─── Data in this exercise

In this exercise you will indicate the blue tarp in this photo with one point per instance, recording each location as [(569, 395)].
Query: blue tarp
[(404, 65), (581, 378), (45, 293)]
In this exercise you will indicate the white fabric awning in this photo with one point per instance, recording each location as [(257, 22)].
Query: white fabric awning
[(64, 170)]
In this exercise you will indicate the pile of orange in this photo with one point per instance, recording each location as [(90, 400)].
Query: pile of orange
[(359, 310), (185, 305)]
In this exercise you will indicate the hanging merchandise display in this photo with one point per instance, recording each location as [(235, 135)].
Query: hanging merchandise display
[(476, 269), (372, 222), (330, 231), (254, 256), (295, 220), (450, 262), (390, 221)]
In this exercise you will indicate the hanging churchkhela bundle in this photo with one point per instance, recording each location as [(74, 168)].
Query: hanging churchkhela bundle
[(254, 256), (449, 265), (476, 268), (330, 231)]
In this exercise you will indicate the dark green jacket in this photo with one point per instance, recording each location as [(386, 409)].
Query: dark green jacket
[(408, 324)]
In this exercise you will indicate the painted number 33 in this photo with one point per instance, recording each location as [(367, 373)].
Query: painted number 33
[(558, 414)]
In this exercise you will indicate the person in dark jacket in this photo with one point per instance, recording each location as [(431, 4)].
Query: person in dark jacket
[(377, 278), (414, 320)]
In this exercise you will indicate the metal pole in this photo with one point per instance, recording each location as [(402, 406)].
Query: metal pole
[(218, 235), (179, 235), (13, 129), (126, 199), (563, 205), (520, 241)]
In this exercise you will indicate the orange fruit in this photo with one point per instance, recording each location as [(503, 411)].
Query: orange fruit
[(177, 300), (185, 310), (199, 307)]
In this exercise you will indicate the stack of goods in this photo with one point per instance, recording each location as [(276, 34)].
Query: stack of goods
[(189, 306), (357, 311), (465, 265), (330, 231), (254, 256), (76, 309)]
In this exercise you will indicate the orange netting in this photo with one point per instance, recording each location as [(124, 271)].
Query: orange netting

──────

**Problem**
All of the lines above must be returned exactly.

**Problem solution**
In this exercise you will indicate the blue tarp in this photo with one point per instance, recording each location as [(569, 395)].
Query: blue tarp
[(404, 65), (581, 378), (45, 293)]
In this exercise you will indicate the white fabric awning in this photo with one point per instance, recording each location as [(257, 22)].
Query: white fabric awning
[(64, 170)]
In this exercise you will indicate the pile of orange in this photo with one point per instance, recording each location as [(90, 400)].
Query: pile of orange
[(359, 310), (185, 305)]
In this exercise you will indicate the hanging merchandise display in this photo with one point per instance, recording each location as [(235, 135)].
Query: hanging merchandise display
[(476, 269), (372, 222), (330, 231), (254, 256), (295, 220), (450, 262), (390, 221)]
In this exercise you will indicate the hanging churchkhela bundle in this photo with one point per instance, recording each location as [(74, 168)].
Query: hanging churchkhela bundle
[(254, 256), (449, 265), (476, 268), (330, 231)]
In this exercise you will indicate the dark green jacket in this photo with one point per instance, recording each location as [(386, 409)].
Query: dark green jacket
[(408, 324)]
In this exercise you will indicate the painted number 33 in this photo with one point per instance, recording each location as [(367, 373)].
Query: painted number 33
[(558, 414)]
In this exercise you will indicate the person in dark jacket in this photo with one point per instance, recording each location as [(431, 4)].
Query: person in dark jacket
[(377, 278), (414, 320)]
In this exercise you will indicate the metal pole in this photo with one point per instance, recording each location as [(402, 406)].
Query: metal pole
[(218, 235), (179, 235), (13, 129), (126, 199), (563, 205), (520, 241)]
In this exercise you will indicate the orange fruit in this photo with one point per instance, recording each location as [(503, 411)].
Query: orange fruit
[(177, 300), (185, 310), (199, 307)]
In this exercise you will indicate the stack of goods in this photo with one point per instance, recording each location as [(276, 34)].
Query: stack of goods
[(189, 306), (357, 311), (465, 265), (330, 231), (254, 256), (76, 309)]
In this exercise you will indicate the orange netting in this photo with one point per instance, recording each location as [(124, 271)].
Query: orange netting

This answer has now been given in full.